→ **WHAT THE EXERCISE ASKS**
Copy out every entry below, replacing each "scouting tally" with "field survey" and keeping everything else unchanged. Leave the pictures out.

→ **EXTRACTED RECORDS**
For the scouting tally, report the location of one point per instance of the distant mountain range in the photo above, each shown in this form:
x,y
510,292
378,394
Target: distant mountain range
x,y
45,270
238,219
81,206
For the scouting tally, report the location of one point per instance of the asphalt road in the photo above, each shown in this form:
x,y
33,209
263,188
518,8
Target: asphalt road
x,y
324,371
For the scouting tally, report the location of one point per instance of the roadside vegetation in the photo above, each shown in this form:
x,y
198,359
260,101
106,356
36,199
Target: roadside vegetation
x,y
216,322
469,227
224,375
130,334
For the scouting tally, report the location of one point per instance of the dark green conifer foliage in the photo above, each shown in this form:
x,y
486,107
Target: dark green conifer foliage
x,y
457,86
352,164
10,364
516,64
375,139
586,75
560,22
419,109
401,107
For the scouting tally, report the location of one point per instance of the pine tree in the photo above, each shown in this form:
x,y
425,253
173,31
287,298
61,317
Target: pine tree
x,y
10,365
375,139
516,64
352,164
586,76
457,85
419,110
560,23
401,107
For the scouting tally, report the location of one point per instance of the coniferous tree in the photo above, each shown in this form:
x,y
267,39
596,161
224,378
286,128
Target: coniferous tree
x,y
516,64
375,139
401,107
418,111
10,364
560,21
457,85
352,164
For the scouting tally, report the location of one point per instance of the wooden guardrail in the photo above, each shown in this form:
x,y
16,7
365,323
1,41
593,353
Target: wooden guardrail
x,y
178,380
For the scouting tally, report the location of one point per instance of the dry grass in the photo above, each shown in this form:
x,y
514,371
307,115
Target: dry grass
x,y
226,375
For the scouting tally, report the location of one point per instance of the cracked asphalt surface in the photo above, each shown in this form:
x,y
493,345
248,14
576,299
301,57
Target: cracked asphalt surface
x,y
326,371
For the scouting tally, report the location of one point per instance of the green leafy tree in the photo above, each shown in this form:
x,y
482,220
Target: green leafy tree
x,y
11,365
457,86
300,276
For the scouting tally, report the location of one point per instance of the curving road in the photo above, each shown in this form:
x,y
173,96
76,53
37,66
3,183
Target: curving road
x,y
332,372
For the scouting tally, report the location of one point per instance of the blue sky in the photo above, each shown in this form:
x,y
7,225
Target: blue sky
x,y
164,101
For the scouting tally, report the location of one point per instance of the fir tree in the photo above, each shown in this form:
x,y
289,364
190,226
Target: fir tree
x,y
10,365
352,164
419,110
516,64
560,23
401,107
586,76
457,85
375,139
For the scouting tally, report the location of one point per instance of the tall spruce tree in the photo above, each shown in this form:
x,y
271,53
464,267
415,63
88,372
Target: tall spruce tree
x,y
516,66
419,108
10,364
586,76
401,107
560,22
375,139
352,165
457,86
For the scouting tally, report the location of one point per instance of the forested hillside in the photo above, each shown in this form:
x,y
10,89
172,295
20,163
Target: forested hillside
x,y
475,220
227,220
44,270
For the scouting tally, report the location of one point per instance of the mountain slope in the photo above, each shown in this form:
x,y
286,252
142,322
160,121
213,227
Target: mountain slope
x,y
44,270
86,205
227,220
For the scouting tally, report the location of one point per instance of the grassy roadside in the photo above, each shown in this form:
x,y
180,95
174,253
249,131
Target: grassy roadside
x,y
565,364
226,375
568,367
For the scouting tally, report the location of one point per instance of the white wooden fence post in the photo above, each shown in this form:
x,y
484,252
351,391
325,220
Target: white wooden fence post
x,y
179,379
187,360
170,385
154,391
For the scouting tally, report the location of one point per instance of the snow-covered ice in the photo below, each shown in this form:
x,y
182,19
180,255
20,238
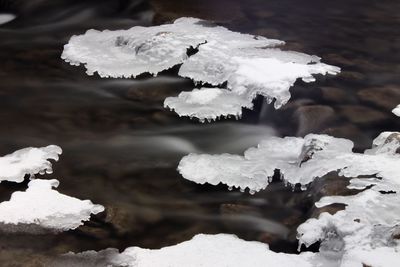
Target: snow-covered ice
x,y
203,250
249,65
365,231
396,110
299,160
208,103
31,161
41,206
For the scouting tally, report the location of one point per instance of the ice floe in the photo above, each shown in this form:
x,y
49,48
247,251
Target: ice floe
x,y
241,65
28,161
299,160
203,250
41,207
5,17
396,110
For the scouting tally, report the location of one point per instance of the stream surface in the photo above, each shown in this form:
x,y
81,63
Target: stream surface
x,y
121,147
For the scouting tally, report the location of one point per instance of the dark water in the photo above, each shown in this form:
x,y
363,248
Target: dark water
x,y
121,147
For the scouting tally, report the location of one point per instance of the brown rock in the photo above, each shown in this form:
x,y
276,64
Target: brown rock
x,y
362,114
335,95
312,119
386,97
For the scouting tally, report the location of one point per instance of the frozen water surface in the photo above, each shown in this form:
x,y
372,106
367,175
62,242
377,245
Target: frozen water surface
x,y
42,206
31,161
248,64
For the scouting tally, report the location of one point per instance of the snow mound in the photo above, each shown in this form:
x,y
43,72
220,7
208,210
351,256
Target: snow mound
x,y
208,103
366,231
202,250
396,110
299,160
249,65
293,156
31,160
44,207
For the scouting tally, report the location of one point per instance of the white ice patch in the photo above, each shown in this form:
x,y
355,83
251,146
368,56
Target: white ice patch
x,y
248,64
300,160
4,18
203,250
396,110
31,160
365,231
291,155
208,103
44,207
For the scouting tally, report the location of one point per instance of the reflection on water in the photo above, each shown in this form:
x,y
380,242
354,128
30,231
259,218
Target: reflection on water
x,y
121,147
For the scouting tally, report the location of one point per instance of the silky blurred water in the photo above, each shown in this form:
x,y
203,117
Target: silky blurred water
x,y
121,147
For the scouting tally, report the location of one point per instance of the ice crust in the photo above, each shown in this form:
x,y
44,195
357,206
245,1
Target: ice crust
x,y
31,161
365,231
208,103
203,250
248,64
396,110
299,160
42,206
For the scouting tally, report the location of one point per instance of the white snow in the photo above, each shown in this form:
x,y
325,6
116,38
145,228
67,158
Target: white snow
x,y
208,103
4,18
396,110
300,160
220,250
256,167
250,65
31,160
40,205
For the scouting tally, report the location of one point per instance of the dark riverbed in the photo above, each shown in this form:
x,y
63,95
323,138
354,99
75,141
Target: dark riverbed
x,y
121,147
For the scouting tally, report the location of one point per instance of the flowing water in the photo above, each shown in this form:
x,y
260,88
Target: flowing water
x,y
121,147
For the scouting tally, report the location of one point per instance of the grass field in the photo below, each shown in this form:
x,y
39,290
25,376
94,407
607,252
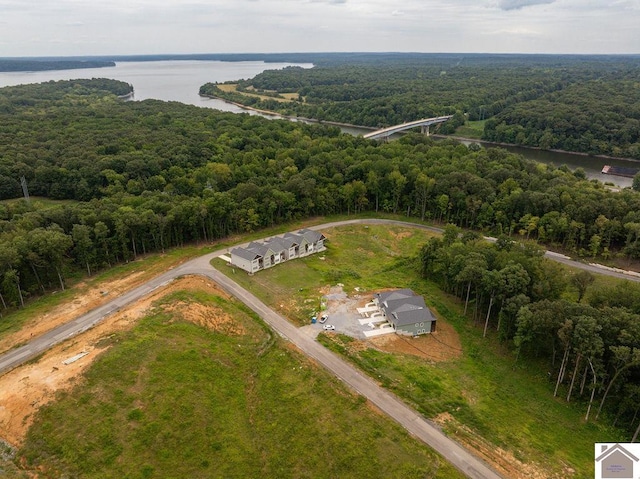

→ **TASK OUTPUT**
For the field survey, report the location of one point per instance of the distant mountain range in the photo above, each shown in this form:
x,y
510,292
378,394
Target: distant mountain range
x,y
45,270
238,219
81,206
For the field survey, report the location of one point per instance of the asphalt road in the photo above, each shown in this form:
x,y
33,209
263,188
518,8
Target: asphalt road
x,y
324,371
For the field survey, report the location of one point per instance of the roadside vegetation in the photo above, each shown in this form:
x,y
198,359
260,101
106,356
36,199
Target: roadside vegetation
x,y
216,322
469,227
224,375
130,334
For the field survey, report the location of one point per instance of the dark green conifer foliage in the photo above, each shown in this form:
x,y
486,107
Target: dark green conifer foliage
x,y
457,86
352,164
10,364
516,64
375,139
586,75
560,22
419,109
401,107
For the field survey, report the location of one point per instance of the pine tree in the photo above, each shown in this form:
x,y
425,253
173,31
287,298
61,317
Target: pine tree
x,y
10,365
375,139
516,64
352,164
586,76
457,85
419,110
560,23
401,107
For the field survey, report the location of one point per instance of the coniferous tree in the photo above, each shown in this form:
x,y
267,39
596,161
224,378
286,128
Target: coniferous tree
x,y
516,64
375,139
401,107
418,111
10,364
560,21
457,85
352,164
For the field survey, report the location of one point per instance of the wooden guardrail in the photo above, each shown in this form:
x,y
16,7
365,323
1,41
593,353
Target: wooden guardrail
x,y
178,380
For the field survey, report the location of one point per instance of the dry grass in the photo above, each shown in this form:
x,y
514,371
307,115
Target: dry grass
x,y
226,375
For the field survey, report the location of one point per instance of the cracked asphalt surface in the photo above, each shown in this form:
x,y
493,345
248,14
576,299
301,57
Target: cracked asphalt surface
x,y
326,371
For the field survey, report the location of one point per instance of the green leafy tree in the photo above, each shown in this form:
x,y
482,220
Target: green leafy tree
x,y
11,365
457,86
300,276
For the field survey, report the location of one point per instance of the curving road in the photo above, each shown in this form:
x,y
173,96
76,53
37,66
3,183
Target: curving road
x,y
332,372
For the field survey, report the location of one point per instance of the blue sky in the photo above, each shown in this form:
x,y
7,225
Target: blue sky
x,y
164,101
For the field survey, report the location of one point per instance of the fir tree in the photo above, each shown in this form:
x,y
289,364
190,226
Target: fir tree
x,y
10,365
352,164
419,110
516,64
560,23
401,107
586,76
457,85
375,139
For the field survey, report the location of one point per instance of the tall spruce tree in the photo above, each shown in this form:
x,y
271,53
464,267
415,63
88,372
Target: tall spruce tree
x,y
516,66
419,108
10,364
586,76
401,107
560,22
375,139
352,165
457,86
For the field survey, report the location of one point per instance of the forested hillside in the photo above, each shown in this form:
x,y
10,89
172,295
20,163
Target: forested hillside
x,y
475,220
227,220
44,270
For the field survey, report the location of one point per instance of the mountain slope in the photo above, each shown in this form:
x,y
286,252
142,322
160,121
213,227
Target: mountain slope
x,y
44,270
86,205
227,220
For the field survey, report the location of one point per instance of the grassy roadside in the photo above, each shown in this form:
x,y
180,95
174,253
249,131
Target: grassy roadside
x,y
565,364
226,375
568,367
For the field survey, report the location of one point per instance of the white wooden fence post in the photo above, each shown in this form:
x,y
484,252
351,391
325,220
Target: white wooden fence post
x,y
179,379
187,360
170,385
154,391
For the field survey, report the location of one point per instance of the snow-covered ice in the photo below, each shown in this form:
x,y
182,19
180,255
20,238
Target: snow-covered ice
x,y
203,250
249,65
365,231
396,110
299,160
208,103
31,161
41,206
For the field survey, report the location of one point per instance of the ice floe in the photo above, each shown in this form:
x,y
49,48
247,251
Target: ice floe
x,y
241,65
28,161
299,160
203,250
41,207
5,17
396,110
For the field survey, report the location of one point per instance of the stream surface in the photo above, each shown in this form:
x,y
81,63
Target: stream surface
x,y
121,147
For the field survey, report the location of one point per instance of the dark water in the photo above, each shown in this form:
x,y
363,248
Target: dark water
x,y
121,147
For the field survey, report the location of one point per instance of the brown rock in the photo above, each shown in this form:
x,y
276,64
Target: brown rock
x,y
362,114
335,95
312,119
386,97
For the field survey, report the location of one point per instance of the frozen water surface in the photo above, each shown in this form:
x,y
372,106
367,175
62,242
377,245
Target: frozen water surface
x,y
42,206
31,161
248,64
For the field survey, report the location of one point per instance of the snow mound in the photo above, each shown in this form:
x,y
43,72
220,7
208,210
351,256
Target: snow mound
x,y
208,103
366,231
202,250
396,110
299,160
249,65
293,156
31,160
44,207
For the field survey, report the location of one point per instance of the white ice patch in the photo above, each shown in this form:
x,y
355,83
251,146
368,56
Target: white ice patch
x,y
248,64
300,160
4,18
203,250
396,110
31,160
365,231
291,155
208,103
44,207
For the field survey, report the location of one point per instance of the reflection on water in the photo above, each shown in this form:
x,y
380,242
354,128
30,231
259,218
Target: reflection on water
x,y
121,147
For the field survey, report the location of one point per instance of the silky blurred water in the photo above, each shown in this form:
x,y
203,117
Target: silky blurred water
x,y
121,147
For the field survey, report the location of one point per instance of the ice crust in the photo above, each shown in this form:
x,y
44,195
357,206
245,1
Target: ice crust
x,y
31,161
365,231
208,103
203,250
248,64
396,110
299,160
42,206
For the field survey, report the location of one point per instance of the white snow in the photo above, each shown in this form:
x,y
325,6
116,38
145,228
67,158
Target: white snow
x,y
208,103
4,18
396,110
300,160
220,250
256,167
250,65
31,160
40,205
For the field survey, report the location of one point per instance of the dark riverbed in the photo above, each shown in this form:
x,y
63,95
323,138
354,99
75,141
Target: dark riverbed
x,y
121,147
For the field survey, report the location of one point per instance of the flowing water in the photo above, each shown in this form:
x,y
260,88
Target: flowing water
x,y
121,147
For the field survey, report the location of one point per instance of the grass field in the photo below, each shown in this form:
x,y
39,290
25,376
94,407
607,252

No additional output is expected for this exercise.